(Items from a data source)
+--
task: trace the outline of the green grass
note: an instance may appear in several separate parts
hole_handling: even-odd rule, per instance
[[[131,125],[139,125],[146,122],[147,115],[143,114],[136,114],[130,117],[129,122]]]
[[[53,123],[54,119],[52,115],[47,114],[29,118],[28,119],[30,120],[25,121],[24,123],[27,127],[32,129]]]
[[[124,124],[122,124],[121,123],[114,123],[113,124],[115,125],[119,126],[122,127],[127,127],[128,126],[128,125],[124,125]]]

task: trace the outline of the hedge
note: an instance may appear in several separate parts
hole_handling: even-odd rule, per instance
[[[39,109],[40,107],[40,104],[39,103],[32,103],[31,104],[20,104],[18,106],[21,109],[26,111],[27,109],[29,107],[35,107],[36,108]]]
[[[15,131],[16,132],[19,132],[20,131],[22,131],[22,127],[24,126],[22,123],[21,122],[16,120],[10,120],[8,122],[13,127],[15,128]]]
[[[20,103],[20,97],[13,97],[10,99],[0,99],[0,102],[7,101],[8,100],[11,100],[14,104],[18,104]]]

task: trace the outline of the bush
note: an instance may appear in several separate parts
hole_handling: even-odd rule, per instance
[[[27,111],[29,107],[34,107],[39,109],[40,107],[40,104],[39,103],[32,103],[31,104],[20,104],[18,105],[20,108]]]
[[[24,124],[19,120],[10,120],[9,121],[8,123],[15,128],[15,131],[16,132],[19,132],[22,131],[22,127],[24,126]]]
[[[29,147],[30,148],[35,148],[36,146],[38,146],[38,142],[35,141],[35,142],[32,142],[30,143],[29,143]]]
+--
# INSTRUCTIONS TO FOLLOW
Convert the rows starting at the line that contains "task: trace the outline of the hedge" and ending at the last line of the rows into a JSON list of strings, one string per line. Leave out blank lines.

# FULL ANSWER
[
  "task: trace the outline of the hedge",
  "note: an instance may appear in several separate parts",
  "hole_handling: even-odd rule, per instance",
  "[[[39,109],[40,107],[40,104],[39,103],[32,103],[31,104],[20,104],[18,106],[21,109],[26,111],[27,109],[29,107],[35,107],[36,108]]]",
  "[[[15,131],[16,132],[19,132],[20,131],[22,131],[22,127],[24,126],[22,123],[21,122],[16,120],[10,120],[8,122],[13,127],[15,128]]]",
  "[[[20,103],[20,97],[13,97],[10,99],[0,99],[0,102],[7,101],[8,100],[11,100],[14,104],[18,104]]]",
  "task: trace the outline of the bush",
  "note: an instance may appear in several separate parts",
  "hole_handling: even-odd rule, per instance",
  "[[[27,111],[29,107],[34,107],[39,109],[40,107],[40,104],[39,103],[32,103],[31,104],[20,104],[18,105],[20,108]]]",
  "[[[24,124],[19,120],[10,120],[9,121],[8,123],[15,128],[15,131],[16,132],[19,132],[22,131],[22,127],[24,126]]]",
  "[[[29,147],[30,148],[35,148],[36,146],[38,146],[38,142],[35,141],[35,142],[32,142],[30,143],[29,143]]]"
]